Brief:
What is needed is every line of the material that contains "concrete".

Records for processing:
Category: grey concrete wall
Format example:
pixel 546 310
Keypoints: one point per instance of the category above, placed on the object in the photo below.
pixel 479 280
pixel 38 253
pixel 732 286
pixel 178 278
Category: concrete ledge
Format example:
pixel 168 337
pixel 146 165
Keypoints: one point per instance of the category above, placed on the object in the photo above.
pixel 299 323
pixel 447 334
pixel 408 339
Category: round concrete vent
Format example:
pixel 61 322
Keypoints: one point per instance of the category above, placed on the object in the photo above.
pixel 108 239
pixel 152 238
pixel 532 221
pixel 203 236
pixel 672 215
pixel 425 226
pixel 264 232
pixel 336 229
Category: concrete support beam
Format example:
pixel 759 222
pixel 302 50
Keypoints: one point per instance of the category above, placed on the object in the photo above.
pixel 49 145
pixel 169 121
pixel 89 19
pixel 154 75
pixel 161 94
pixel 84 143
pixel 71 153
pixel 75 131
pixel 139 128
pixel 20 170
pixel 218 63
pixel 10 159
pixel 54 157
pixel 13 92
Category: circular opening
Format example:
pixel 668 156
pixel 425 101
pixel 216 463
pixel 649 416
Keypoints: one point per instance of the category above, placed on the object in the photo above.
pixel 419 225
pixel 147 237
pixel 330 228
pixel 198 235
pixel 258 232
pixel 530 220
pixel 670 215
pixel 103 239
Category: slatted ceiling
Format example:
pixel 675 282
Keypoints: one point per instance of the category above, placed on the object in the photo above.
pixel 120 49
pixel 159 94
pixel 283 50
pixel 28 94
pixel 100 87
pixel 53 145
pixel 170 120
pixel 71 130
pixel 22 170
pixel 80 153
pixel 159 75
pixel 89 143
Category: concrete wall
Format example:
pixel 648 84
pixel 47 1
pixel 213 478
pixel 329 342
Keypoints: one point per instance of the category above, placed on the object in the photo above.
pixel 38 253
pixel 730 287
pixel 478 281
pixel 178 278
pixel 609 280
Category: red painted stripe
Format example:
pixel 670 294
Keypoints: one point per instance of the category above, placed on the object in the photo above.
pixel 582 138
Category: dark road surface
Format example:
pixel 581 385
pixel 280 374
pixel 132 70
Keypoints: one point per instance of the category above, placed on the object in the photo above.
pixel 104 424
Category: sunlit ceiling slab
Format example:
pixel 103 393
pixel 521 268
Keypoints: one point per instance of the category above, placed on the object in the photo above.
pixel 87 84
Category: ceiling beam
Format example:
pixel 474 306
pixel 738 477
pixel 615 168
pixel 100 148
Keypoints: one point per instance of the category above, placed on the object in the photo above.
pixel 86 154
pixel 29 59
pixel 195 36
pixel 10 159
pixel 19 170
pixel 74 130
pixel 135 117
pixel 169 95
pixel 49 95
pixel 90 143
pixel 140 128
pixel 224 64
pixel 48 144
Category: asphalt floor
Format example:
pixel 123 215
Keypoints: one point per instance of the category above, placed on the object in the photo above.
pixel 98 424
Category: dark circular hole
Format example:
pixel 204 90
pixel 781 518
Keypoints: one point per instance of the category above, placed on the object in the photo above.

Task output:
Category: grey concrete wall
Category: concrete ledge
Category: round concrete vent
Category: concrete support beam
Category: concrete wall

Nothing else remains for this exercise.